* Objective *
Format the lines from the one containing "Return the outline of every instance of the lifeguard" through the end of the data as a JSON list of strings, one string per line, omitting blank lines and all other lines.

* Task material *
-- begin --
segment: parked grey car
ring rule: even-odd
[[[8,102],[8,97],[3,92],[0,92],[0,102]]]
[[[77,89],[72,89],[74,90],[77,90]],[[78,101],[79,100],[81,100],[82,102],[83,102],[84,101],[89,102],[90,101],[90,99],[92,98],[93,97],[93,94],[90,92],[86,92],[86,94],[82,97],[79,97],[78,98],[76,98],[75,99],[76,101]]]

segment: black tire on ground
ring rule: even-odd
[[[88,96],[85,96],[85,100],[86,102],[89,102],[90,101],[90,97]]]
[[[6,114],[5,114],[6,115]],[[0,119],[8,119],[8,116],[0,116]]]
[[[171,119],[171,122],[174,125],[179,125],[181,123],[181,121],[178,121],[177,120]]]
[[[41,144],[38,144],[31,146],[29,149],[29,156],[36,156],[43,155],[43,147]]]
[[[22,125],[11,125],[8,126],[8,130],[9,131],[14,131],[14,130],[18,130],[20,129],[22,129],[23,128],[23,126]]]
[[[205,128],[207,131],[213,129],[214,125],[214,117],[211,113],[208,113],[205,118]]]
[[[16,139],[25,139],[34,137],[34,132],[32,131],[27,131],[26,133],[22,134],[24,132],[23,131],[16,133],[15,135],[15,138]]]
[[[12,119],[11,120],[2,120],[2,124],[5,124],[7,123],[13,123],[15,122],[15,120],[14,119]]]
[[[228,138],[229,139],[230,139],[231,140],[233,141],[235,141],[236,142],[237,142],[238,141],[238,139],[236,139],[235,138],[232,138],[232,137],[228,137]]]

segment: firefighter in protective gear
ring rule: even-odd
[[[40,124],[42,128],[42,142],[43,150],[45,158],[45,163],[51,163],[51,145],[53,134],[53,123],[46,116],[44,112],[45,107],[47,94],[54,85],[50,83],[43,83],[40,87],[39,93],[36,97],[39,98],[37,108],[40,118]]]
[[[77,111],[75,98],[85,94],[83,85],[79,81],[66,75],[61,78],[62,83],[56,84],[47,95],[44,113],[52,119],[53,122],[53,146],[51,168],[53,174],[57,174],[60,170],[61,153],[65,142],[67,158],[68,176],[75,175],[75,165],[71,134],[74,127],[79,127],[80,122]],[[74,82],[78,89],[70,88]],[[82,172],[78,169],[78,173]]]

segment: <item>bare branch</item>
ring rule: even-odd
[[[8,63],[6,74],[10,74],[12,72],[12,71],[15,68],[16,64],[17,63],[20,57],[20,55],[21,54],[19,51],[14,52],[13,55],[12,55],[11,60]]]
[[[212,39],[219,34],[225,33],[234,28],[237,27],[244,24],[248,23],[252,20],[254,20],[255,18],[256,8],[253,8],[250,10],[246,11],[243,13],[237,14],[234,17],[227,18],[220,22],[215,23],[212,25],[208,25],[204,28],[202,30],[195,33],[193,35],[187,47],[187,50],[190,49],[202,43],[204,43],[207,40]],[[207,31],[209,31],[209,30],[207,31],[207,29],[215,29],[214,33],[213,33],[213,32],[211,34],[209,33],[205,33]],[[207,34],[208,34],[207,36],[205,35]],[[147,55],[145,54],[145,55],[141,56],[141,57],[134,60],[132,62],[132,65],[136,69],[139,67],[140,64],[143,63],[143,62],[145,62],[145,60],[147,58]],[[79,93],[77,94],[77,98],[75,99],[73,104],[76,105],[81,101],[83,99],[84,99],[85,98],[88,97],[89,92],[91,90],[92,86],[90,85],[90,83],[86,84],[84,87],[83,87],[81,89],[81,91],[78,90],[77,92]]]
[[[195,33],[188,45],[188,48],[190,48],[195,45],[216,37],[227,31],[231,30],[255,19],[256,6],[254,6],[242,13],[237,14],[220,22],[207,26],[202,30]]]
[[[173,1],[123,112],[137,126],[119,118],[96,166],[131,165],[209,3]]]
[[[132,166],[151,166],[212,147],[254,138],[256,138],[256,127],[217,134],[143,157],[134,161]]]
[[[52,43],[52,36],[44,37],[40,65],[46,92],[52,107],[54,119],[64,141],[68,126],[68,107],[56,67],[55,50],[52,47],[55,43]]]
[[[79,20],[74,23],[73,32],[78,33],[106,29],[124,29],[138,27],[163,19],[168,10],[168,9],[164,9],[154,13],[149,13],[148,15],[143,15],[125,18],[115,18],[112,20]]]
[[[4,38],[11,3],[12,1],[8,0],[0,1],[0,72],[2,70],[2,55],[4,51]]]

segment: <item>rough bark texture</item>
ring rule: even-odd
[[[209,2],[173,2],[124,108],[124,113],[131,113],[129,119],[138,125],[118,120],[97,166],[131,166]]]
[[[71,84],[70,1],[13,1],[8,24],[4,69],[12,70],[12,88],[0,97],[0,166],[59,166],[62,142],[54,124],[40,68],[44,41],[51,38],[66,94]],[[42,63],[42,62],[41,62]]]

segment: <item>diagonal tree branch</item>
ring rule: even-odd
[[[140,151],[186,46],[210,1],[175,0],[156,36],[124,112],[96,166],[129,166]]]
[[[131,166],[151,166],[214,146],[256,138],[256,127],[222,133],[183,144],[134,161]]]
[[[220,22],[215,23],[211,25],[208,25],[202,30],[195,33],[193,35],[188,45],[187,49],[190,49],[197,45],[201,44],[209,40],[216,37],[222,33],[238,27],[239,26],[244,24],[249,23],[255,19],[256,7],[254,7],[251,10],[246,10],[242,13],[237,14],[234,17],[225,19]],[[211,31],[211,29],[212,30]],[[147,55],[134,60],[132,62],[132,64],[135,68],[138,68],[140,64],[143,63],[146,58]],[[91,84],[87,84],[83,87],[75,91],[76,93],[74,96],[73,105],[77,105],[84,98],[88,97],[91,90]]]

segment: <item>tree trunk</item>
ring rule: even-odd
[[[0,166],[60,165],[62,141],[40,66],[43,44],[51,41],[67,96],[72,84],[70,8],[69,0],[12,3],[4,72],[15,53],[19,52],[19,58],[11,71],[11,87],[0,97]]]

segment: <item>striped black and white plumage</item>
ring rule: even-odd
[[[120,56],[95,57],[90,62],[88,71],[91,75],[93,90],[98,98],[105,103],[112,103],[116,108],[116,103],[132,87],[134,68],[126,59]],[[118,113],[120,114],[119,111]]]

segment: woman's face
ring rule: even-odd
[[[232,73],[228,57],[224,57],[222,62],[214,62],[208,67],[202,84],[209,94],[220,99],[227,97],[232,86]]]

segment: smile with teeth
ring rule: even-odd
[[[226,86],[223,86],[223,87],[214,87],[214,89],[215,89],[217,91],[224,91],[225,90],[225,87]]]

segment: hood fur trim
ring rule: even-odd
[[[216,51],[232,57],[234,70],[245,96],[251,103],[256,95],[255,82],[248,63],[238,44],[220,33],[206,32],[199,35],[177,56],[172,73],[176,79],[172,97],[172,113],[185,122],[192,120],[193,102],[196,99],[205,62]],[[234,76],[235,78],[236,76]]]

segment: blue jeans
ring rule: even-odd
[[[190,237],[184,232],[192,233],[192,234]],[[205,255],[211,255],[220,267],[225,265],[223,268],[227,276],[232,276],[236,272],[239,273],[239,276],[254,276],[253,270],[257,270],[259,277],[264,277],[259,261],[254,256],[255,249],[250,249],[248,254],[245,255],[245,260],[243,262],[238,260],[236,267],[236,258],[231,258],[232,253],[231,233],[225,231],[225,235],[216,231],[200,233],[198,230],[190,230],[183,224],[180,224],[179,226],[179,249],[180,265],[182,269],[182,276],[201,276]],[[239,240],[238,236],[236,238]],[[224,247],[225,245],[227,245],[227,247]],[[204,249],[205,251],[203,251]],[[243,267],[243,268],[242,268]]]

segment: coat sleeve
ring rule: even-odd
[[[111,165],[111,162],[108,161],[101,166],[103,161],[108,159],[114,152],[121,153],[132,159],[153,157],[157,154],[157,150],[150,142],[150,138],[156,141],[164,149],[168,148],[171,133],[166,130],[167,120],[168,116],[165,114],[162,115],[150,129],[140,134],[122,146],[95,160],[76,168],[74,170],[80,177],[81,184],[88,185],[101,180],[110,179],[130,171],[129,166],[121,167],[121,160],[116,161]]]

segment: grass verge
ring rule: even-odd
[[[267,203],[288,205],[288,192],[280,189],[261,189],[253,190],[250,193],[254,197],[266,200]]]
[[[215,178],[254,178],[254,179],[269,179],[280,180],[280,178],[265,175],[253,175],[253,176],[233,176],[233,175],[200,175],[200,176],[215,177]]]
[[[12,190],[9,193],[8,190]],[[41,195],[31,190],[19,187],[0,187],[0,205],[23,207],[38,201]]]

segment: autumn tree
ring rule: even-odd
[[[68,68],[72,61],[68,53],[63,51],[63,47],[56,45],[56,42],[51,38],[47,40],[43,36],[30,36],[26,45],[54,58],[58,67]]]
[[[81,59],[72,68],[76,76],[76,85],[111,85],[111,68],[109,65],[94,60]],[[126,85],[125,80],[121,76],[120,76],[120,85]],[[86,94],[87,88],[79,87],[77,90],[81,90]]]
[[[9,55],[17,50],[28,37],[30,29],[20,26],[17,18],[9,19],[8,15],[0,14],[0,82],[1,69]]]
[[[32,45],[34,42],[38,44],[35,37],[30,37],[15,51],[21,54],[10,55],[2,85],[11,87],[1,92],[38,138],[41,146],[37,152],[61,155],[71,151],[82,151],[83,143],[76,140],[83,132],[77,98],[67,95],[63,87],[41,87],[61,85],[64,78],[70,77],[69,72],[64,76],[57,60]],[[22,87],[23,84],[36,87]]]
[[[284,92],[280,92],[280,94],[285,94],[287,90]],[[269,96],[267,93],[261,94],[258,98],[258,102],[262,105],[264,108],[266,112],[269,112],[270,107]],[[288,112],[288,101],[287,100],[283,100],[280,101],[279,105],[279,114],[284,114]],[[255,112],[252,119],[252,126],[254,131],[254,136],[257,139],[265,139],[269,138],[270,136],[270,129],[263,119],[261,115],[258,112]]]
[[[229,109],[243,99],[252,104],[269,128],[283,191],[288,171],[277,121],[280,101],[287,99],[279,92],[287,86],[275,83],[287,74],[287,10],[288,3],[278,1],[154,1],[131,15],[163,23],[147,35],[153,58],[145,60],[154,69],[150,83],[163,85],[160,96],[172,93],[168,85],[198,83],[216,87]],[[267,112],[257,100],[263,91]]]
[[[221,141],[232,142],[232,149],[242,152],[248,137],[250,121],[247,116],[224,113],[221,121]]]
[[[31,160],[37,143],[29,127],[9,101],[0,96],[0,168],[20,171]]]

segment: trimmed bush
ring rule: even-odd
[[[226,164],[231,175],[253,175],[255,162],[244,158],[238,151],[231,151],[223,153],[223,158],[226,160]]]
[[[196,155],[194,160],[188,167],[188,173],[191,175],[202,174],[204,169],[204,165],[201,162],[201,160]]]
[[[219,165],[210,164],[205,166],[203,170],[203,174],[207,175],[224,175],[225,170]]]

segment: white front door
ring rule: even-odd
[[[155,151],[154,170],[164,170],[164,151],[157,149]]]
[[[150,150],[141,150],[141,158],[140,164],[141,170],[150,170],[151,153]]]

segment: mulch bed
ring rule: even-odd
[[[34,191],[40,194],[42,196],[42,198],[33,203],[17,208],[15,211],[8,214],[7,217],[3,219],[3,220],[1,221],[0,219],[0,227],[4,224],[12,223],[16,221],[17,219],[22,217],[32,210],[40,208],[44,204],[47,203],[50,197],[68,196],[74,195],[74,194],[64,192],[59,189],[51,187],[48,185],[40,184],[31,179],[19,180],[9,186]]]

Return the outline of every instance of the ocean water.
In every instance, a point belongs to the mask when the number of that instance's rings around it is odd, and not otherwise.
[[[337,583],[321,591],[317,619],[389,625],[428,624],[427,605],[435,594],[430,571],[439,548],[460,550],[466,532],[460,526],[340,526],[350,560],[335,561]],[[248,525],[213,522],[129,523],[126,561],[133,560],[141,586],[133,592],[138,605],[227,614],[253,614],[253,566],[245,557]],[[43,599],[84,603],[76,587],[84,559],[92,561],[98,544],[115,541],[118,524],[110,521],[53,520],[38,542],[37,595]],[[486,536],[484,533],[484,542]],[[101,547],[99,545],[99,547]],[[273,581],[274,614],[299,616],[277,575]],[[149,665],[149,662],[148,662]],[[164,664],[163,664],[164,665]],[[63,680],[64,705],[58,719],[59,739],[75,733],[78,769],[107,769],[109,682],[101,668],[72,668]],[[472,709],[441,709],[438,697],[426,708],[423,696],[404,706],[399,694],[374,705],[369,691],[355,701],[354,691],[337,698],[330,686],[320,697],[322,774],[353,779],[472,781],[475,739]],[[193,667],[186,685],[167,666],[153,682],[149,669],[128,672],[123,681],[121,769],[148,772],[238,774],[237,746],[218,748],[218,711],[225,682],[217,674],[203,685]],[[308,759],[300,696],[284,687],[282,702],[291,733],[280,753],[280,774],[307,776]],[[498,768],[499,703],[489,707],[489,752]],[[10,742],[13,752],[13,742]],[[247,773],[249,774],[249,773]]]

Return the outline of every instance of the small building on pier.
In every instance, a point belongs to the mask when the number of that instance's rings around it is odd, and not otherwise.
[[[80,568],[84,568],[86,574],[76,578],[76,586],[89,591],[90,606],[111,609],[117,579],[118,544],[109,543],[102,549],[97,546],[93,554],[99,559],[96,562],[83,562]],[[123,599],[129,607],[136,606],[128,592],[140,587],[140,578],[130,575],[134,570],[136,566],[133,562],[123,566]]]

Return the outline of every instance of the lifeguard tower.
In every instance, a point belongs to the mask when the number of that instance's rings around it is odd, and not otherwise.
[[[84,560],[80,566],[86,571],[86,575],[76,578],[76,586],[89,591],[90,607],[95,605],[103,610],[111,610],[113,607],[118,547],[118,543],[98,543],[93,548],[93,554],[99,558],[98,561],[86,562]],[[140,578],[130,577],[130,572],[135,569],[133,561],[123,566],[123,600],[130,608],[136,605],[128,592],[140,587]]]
-- end --
* Written answer *
[
  "Return the outline of every instance of the lifeguard tower.",
  "In every instance, a point belongs to the mask when the number of that instance's rings around it is odd, and not otherwise.",
  "[[[84,560],[80,566],[86,571],[86,575],[76,578],[76,586],[89,591],[90,607],[95,605],[103,610],[111,610],[113,607],[118,547],[118,543],[98,543],[93,548],[93,554],[99,558],[98,561],[86,562]],[[140,578],[130,577],[130,572],[135,569],[133,561],[123,566],[123,600],[130,608],[136,605],[128,592],[140,587]]]"
]